Data in this exercise —
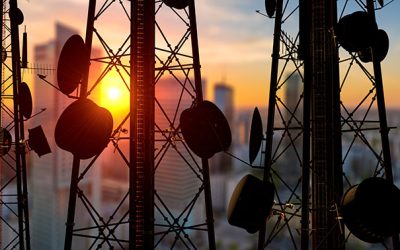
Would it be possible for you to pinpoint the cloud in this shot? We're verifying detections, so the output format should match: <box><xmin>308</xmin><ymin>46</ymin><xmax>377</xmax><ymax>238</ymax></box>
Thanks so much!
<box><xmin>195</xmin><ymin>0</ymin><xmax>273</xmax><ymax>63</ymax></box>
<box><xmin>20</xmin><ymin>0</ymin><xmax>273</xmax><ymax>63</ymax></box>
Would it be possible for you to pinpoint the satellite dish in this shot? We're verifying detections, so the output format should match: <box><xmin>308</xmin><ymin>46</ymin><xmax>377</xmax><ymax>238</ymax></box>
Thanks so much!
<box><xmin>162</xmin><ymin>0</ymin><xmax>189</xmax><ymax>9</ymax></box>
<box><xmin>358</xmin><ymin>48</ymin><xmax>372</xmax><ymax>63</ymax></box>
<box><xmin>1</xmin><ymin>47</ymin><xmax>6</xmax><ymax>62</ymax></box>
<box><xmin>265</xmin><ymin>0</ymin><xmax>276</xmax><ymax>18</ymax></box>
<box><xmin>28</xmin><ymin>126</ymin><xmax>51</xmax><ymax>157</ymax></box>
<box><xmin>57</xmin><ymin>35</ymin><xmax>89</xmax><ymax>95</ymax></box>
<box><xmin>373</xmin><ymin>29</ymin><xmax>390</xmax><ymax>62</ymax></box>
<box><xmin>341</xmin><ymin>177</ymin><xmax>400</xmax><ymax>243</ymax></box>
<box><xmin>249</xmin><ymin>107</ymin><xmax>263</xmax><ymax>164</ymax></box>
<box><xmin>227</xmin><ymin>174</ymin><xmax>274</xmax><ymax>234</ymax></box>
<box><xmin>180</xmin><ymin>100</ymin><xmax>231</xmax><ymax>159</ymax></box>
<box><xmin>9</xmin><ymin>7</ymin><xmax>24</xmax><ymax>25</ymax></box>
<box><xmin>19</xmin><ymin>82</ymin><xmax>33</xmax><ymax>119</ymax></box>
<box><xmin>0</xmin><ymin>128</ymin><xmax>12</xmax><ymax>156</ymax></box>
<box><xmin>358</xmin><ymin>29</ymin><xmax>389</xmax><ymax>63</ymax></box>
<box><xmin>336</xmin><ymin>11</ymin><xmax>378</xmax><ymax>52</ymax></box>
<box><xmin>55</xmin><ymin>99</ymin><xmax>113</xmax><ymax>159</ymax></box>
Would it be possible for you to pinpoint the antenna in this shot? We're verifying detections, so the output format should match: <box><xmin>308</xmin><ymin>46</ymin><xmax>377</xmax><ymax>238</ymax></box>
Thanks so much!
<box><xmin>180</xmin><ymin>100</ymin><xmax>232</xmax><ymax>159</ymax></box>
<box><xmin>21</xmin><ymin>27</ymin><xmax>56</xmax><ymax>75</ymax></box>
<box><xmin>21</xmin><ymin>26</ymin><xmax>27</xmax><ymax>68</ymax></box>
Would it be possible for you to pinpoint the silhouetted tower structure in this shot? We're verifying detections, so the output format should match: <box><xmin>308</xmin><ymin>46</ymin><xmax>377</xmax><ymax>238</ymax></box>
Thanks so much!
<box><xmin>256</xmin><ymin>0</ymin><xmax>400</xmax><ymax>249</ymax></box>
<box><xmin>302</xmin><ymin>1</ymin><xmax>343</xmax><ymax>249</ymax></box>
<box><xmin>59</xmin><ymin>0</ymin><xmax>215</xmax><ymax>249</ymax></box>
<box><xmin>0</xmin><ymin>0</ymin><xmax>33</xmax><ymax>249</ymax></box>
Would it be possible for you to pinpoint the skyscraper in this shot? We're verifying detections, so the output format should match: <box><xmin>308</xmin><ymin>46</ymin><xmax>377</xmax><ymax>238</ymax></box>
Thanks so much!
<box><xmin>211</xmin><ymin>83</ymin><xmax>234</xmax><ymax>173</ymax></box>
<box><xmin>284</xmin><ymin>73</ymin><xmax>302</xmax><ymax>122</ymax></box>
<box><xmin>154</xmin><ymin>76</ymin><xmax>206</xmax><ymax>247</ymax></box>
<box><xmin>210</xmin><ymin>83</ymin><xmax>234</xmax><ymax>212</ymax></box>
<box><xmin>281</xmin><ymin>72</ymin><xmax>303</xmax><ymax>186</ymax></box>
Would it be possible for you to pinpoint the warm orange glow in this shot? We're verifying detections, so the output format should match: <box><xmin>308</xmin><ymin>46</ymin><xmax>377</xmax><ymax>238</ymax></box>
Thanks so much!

Exercise aim — You need to copy every entry exactly, taking out only the pictures.

Task response —
Would it be possible for you to pinpoint the cloud in this shot? We're verifying detections, so the output format should match: <box><xmin>308</xmin><ymin>46</ymin><xmax>377</xmax><ymax>238</ymax></box>
Thanks so much!
<box><xmin>195</xmin><ymin>0</ymin><xmax>273</xmax><ymax>63</ymax></box>
<box><xmin>20</xmin><ymin>0</ymin><xmax>273</xmax><ymax>63</ymax></box>
Would it be possible for you to pinpoint the satellite dish in this shot? We're verifying detections, so the output format should match: <box><xmin>308</xmin><ymin>46</ymin><xmax>377</xmax><ymax>238</ymax></box>
Thanks so much!
<box><xmin>162</xmin><ymin>0</ymin><xmax>189</xmax><ymax>9</ymax></box>
<box><xmin>358</xmin><ymin>48</ymin><xmax>372</xmax><ymax>63</ymax></box>
<box><xmin>1</xmin><ymin>47</ymin><xmax>6</xmax><ymax>62</ymax></box>
<box><xmin>265</xmin><ymin>0</ymin><xmax>276</xmax><ymax>18</ymax></box>
<box><xmin>28</xmin><ymin>126</ymin><xmax>51</xmax><ymax>157</ymax></box>
<box><xmin>57</xmin><ymin>35</ymin><xmax>89</xmax><ymax>95</ymax></box>
<box><xmin>373</xmin><ymin>29</ymin><xmax>390</xmax><ymax>62</ymax></box>
<box><xmin>341</xmin><ymin>177</ymin><xmax>400</xmax><ymax>243</ymax></box>
<box><xmin>249</xmin><ymin>107</ymin><xmax>263</xmax><ymax>164</ymax></box>
<box><xmin>227</xmin><ymin>174</ymin><xmax>274</xmax><ymax>234</ymax></box>
<box><xmin>180</xmin><ymin>100</ymin><xmax>231</xmax><ymax>159</ymax></box>
<box><xmin>9</xmin><ymin>7</ymin><xmax>24</xmax><ymax>25</ymax></box>
<box><xmin>19</xmin><ymin>82</ymin><xmax>33</xmax><ymax>119</ymax></box>
<box><xmin>0</xmin><ymin>128</ymin><xmax>12</xmax><ymax>156</ymax></box>
<box><xmin>358</xmin><ymin>29</ymin><xmax>389</xmax><ymax>63</ymax></box>
<box><xmin>336</xmin><ymin>11</ymin><xmax>378</xmax><ymax>52</ymax></box>
<box><xmin>55</xmin><ymin>99</ymin><xmax>113</xmax><ymax>159</ymax></box>
Would it be possible for you to pinpoint the antenna in this shot? We're verifying detections, so the output format should match: <box><xmin>308</xmin><ymin>46</ymin><xmax>377</xmax><ymax>238</ymax></box>
Thanks so much!
<box><xmin>180</xmin><ymin>100</ymin><xmax>232</xmax><ymax>159</ymax></box>
<box><xmin>21</xmin><ymin>27</ymin><xmax>56</xmax><ymax>75</ymax></box>
<box><xmin>21</xmin><ymin>26</ymin><xmax>27</xmax><ymax>68</ymax></box>
Would it be possible for you to pinpoint the silhouetted tower structure in this shot? We're verifying detections, so the output format should match: <box><xmin>308</xmin><ymin>46</ymin><xmax>377</xmax><ymax>238</ymax></box>
Thanks so much!
<box><xmin>256</xmin><ymin>0</ymin><xmax>400</xmax><ymax>249</ymax></box>
<box><xmin>302</xmin><ymin>1</ymin><xmax>343</xmax><ymax>249</ymax></box>
<box><xmin>59</xmin><ymin>0</ymin><xmax>215</xmax><ymax>249</ymax></box>
<box><xmin>0</xmin><ymin>0</ymin><xmax>33</xmax><ymax>249</ymax></box>
Would it be possible for you to pinpoint the skyscraper in this shot? We're verifying detections, so the output format should match: <box><xmin>308</xmin><ymin>46</ymin><xmax>377</xmax><ymax>238</ymax></box>
Thanks so much!
<box><xmin>211</xmin><ymin>83</ymin><xmax>234</xmax><ymax>173</ymax></box>
<box><xmin>284</xmin><ymin>73</ymin><xmax>302</xmax><ymax>122</ymax></box>
<box><xmin>154</xmin><ymin>76</ymin><xmax>206</xmax><ymax>247</ymax></box>
<box><xmin>210</xmin><ymin>83</ymin><xmax>234</xmax><ymax>212</ymax></box>
<box><xmin>281</xmin><ymin>72</ymin><xmax>303</xmax><ymax>186</ymax></box>
Would it be possible for you to pinpoint the warm orange glow in this shot? We're verifying detections, so the output format should match: <box><xmin>308</xmin><ymin>46</ymin><xmax>377</xmax><ymax>238</ymax></box>
Thanks so much!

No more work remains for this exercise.